◆ **Exercise instructions**
Copy out the listing with every instance of "service" swapped for "endpoint", keeping all other text the same.

* Begin Given information *

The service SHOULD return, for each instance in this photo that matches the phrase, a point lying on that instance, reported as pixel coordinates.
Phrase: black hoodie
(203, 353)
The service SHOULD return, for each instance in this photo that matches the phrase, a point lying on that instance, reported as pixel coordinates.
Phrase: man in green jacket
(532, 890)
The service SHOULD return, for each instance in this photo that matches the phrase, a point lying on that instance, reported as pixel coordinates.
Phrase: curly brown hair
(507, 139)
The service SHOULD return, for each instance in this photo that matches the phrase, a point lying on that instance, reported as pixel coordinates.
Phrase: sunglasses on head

* End Given information *

◆ **Response to this exercise**
The endpoint SHOULD return, for each instance in this photo that matches the phrase, a point lying on that instance, reported as pixel coordinates.
Phrase: black hoodie
(203, 353)
The endpoint SHOULD return, for each instance in this photo that matches the phrase, a point lying on that instance, reported as pixel coordinates.
Phrase: man in green jacket
(532, 890)
The endpoint SHOULD return, for each instance in this photo that matches the phrase, a point lying on that instance, reported as pixel coordinates.
Phrase: curly brown hair
(507, 139)
The endpoint SHOULD return, for each instance in this photo that matches the phrase, a point lying on that instance, reported as pixel coordinates.
Phrase: sunglasses on head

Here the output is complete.